__REQUIRED TASKS__
1. From the passage on wartime animal keeping, list every act that the text says became an offence.
2. Echo the passage on wartime animal keeping word for word, starting at "On 1 November" and ending at "journal would prosper.".

__SUPPLIED TEXT__
•••••
Three does would produce an average of sixty youngsters in a year, readers of
Fur and Feather
were informed, but it would be better to have four. The mating
must be spaced out, lest all the litters arrived at the same time. Some householders found that tenancy agreements forbade them to keep rabbits, but in the emergency of mid-summer 1940 all restrictions would be lifted by the Government. Soon there would be rabbits everywhere.

On 1 November a brave new magazine appeared:
Goats
, edited by Mr W. O'Connell Holmes of ‘Capricorn', Polstead, Suffolk. ‘Each and every goat dairy in the country is now a vital stronghold in the defence of the Home Front,' he declared stirringly. Under the heading ‘ARP for Goats', he advised: ‘To prevent panic in the goat house from the sound of bombs, give your goats, especially the highly-strung milkers, a sedative medicine.' His journal would prosper.

The Pigeon Fancy was having an altogether tougher time as the Government wanted message-carrying birds for its own purposes. Strict wartime regulations aimed to both control birds in private ownership (lest they bear treacherous messages out of the country) and to clear the skies for official pigeons.

It became an offence for anyone to keep pigeons without a permit, to free pigeons, or to kill or wound any racers or homers. Anyone finding a pigeon, alive or dead, with an identification mark or a message attached, was to hand it over at once to a policeman, making no attempt to read or decode the message. Farmers and sportsmen were urged to take special care not to shoot long-distance pigeons – you never knew what they might be carrying.
•••••
__INFORMATION__
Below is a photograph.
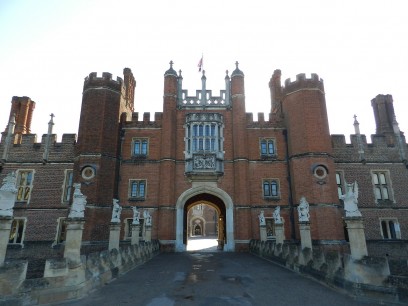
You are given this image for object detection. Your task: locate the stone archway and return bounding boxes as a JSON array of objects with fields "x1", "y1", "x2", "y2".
[{"x1": 176, "y1": 185, "x2": 235, "y2": 252}]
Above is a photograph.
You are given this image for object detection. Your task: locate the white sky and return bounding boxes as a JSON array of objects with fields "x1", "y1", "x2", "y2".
[{"x1": 0, "y1": 0, "x2": 408, "y2": 142}]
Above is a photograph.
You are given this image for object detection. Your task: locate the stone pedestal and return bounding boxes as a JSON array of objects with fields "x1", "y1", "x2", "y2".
[
  {"x1": 145, "y1": 225, "x2": 152, "y2": 242},
  {"x1": 64, "y1": 218, "x2": 85, "y2": 262},
  {"x1": 274, "y1": 223, "x2": 285, "y2": 244},
  {"x1": 259, "y1": 225, "x2": 266, "y2": 241},
  {"x1": 299, "y1": 221, "x2": 312, "y2": 250},
  {"x1": 109, "y1": 222, "x2": 121, "y2": 251},
  {"x1": 0, "y1": 217, "x2": 13, "y2": 267},
  {"x1": 131, "y1": 224, "x2": 140, "y2": 245},
  {"x1": 344, "y1": 217, "x2": 368, "y2": 259}
]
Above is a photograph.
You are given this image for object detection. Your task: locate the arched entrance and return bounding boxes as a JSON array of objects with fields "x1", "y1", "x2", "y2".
[{"x1": 176, "y1": 186, "x2": 235, "y2": 252}]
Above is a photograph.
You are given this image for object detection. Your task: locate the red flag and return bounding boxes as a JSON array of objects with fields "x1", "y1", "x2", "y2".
[{"x1": 197, "y1": 56, "x2": 203, "y2": 72}]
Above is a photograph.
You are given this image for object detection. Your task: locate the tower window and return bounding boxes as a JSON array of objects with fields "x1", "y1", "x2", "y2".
[
  {"x1": 62, "y1": 170, "x2": 74, "y2": 203},
  {"x1": 371, "y1": 171, "x2": 392, "y2": 202},
  {"x1": 381, "y1": 219, "x2": 401, "y2": 239},
  {"x1": 16, "y1": 170, "x2": 34, "y2": 203},
  {"x1": 9, "y1": 218, "x2": 26, "y2": 244},
  {"x1": 259, "y1": 138, "x2": 276, "y2": 158},
  {"x1": 336, "y1": 172, "x2": 343, "y2": 199},
  {"x1": 129, "y1": 180, "x2": 146, "y2": 201},
  {"x1": 262, "y1": 179, "x2": 279, "y2": 199},
  {"x1": 132, "y1": 138, "x2": 149, "y2": 157}
]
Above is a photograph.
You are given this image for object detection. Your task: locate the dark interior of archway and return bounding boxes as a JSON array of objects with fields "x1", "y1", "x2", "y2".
[{"x1": 183, "y1": 193, "x2": 226, "y2": 244}]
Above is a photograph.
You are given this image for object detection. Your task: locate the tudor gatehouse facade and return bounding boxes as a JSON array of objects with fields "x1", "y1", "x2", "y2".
[{"x1": 0, "y1": 63, "x2": 408, "y2": 256}]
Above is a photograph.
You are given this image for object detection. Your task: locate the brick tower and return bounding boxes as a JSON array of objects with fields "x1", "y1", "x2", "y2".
[
  {"x1": 4, "y1": 97, "x2": 35, "y2": 144},
  {"x1": 270, "y1": 70, "x2": 344, "y2": 243},
  {"x1": 74, "y1": 68, "x2": 136, "y2": 240},
  {"x1": 231, "y1": 62, "x2": 252, "y2": 239}
]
•••••
__EXERCISE RESULTS__
1.
- Keeping pigeons without a permit
- Freeing pigeons
- Killing or wounding any racers or homers

2.
On 1 November a brave new magazine appeared:
Goats
, edited by Mr W. O'Connell Holmes of ‘Capricorn', Polstead, Suffolk. ‘Each and every goat dairy in the country is now a vital stronghold in the defence of the Home Front,' he declared stirringly. Under the heading ‘ARP for Goats', he advised: ‘To prevent panic in the goat house from the sound of bombs, give your goats, especially the highly-strung milkers, a sedative medicine.' His journal would prosper.